Dopo nemmeno un mese però, è lo stesso ministero a fare marcia indietro, facendo tirare un sospiro di sollievo ai venditori di CBD.
OMS e WADA: il CBD non causa dipendenza
Secondo alcuni studi condotti dall’Organizzazione Mondiale della Sanità (OMS) è emerso che il CBD è una sostanza sicura e naturale, incapace quindi di causare dipendenza nei pazienti che la consumano. Addirittura, sono numerosi gli effetti benefici riscontrati (seppur ci sia bisogno di ulteriori approfondimenti).
Queste affermazioni entrerebbero indubbiamente in netto contrasto con quanto affermato dal Ministero della Salute.
Come se non bastasse, la World Anti-Doping Agency (WADA) ha deciso nel 2018 di eliminare il cannabidiolo dall’elenco delle sostanze stupefacenti, garantendo il consumo agli sportivi nel pieno rispetto della legge.
È emerso da varie analisi che l’olio di CBD sarebbe benefico proprio per dolori di natura muscolare di cui soffrono gli atleti dopo un particolare sforzo fisico.
Ad avvalorare la tesi è infine la sentenza emessa dalla Corte Europea nel 2019. Due imprenditori sono stati scagionati dalle accuse di aver venduto delle sigarette elettroniche con del liquido a base di CBD.
È stato decretato che “uno Stato membro non può vietare la commercializzazione del cannabidiolo legalmente prodotto in un altro Stato membro, qualora sia estratto dalla pianta di Cannabis sativa nella sua interezza e non soltanto dalle sue fibre e dai suoi semi”.
Nonostante questi accadimenti sembrino in qualche modo andare a favore dei sostenitori della cannabis legale, la posizione del governo italiano sembra di tutt’altro avviso.
Perché la Corte Costituzionale ha rifiutato la proposta di depenalizzazione della cannabis
Non tante settimane fa, la Consulta ha rifiutato la proposta di referendum per la depenalizzazione della cannabis.
Ma cos’è andato storto?
Com’è possibile che dopo aver raccolto più di 630 mila firme la proposta non sia andata a buon fine?
Il presidente della Corte Costituzionale dichiara alla stampa che non era possibile accettare il quesito referendario perché si riferiva anche alle droghe pesanti. Se lo avessero fatto, ci sarebbe stato il via libera per il commercio di ogni sostanza stupefacente.
Andiamo con ordine.

DATI FORNITI
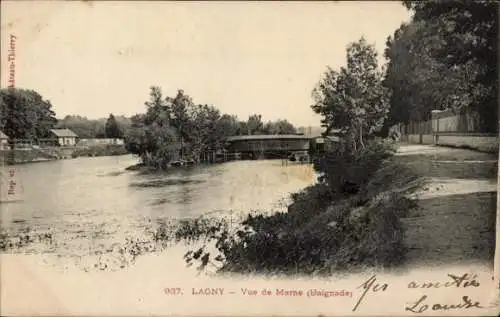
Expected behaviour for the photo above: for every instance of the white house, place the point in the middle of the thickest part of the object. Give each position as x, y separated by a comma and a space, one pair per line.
65, 137
4, 141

ESERCIZI
A. Secondo il testo sul CBD, in quale anno la WADA ha tolto il cannabidiolo dall'elenco delle sostanze stupefacenti?
B. Trascrivi dal testo sul CBD il passo che comincia con "Dopo nemmeno un" e finisce con "rispetto della legge.".
C. Prosegui il testo sul CBD a partire dalla sua ultima frase.

SOLUZIONI
A. Nel 2018.

B.
Dopo nemmeno un mese però, è lo stesso ministero a fare marcia indietro, facendo tirare un sospiro di sollievo ai venditori di CBD.
OMS e WADA: il CBD non causa dipendenza
Secondo alcuni studi condotti dall’Organizzazione Mondiale della Sanità (OMS) è emerso che il CBD è una sostanza sicura e naturale, incapace quindi di causare dipendenza nei pazienti che la consumano. Addirittura, sono numerosi gli effetti benefici riscontrati (seppur ci sia bisogno di ulteriori approfondimenti).
Queste affermazioni entrerebbero indubbiamente in netto contrasto con quanto affermato dal Ministero della Salute.
Come se non bastasse, la World Anti-Doping Agency (WADA) ha deciso nel 2018 di eliminare il cannabidiolo dall’elenco delle sostanze stupefacenti, garantendo il consumo agli sportivi nel pieno rispetto della legge.

C.
La proposta era di apportare una modifica all’articolo 73 del Testo Unico degli Stupefacenti che, lo ricordiamo, recita così:
“Chiunque, [...], coltiva, produce, fabbrica, estrae, raffina, vende, offre o mette in vendita, cede, distribuisce, commercia, trasporta, procura ad altri, invia, passa o spedisce in transito, consegna per qualunque scopo sostanze stupefacenti o psicotrope [...], è punito con la reclusione da sei a venti anni e con la multa da euro 26.000 a euro 260.000”.
I sostenitori del referendum chiedevano di eliminare il verbo ‘coltiva’ dalla lista delle attività legalmente punibili. Così facendo si sarebbe ottenuta la depenalizzazione della cannabis.
Ma secondo Amato, questa eliminazione avrebbe permesso di produrre sostanze stupefacenti come papavero e coca, violando in questo modo gli “obblighi internazionali”.
D’altro canto, alcuni replicano che il verbo in questione può riferirsi ad altre piante, ma la cannabis è l’unica da cui poter ricavare una sostanza senza altre procedure, come ad esempio la raffinazione.
Se dunque la coltivazione di canapa permette lo sviluppo di infiorescenze di marijuana a base di CBD, dalla sola coltura di papavero non sarà possibile ricavare direttamente dell’eroina.
Conclusioni
In questo articolo si è parlato del quadro normativo italiano sulla legalità della cannabis e sul CBD.
Si è visto come diversi organi europei stiano prendendo una strada a favore dei suoi sostenitori, mentre l'Italia si trova ora in una condizione di ‘stand-by’.
La speranza è che il governo decida lentamente di adeguarsi e di riconoscere che il consumo di cannabidiolo a uso terapeutico e personale può apportare numerosi benefici e che quindi non lo si può considerare pericoloso.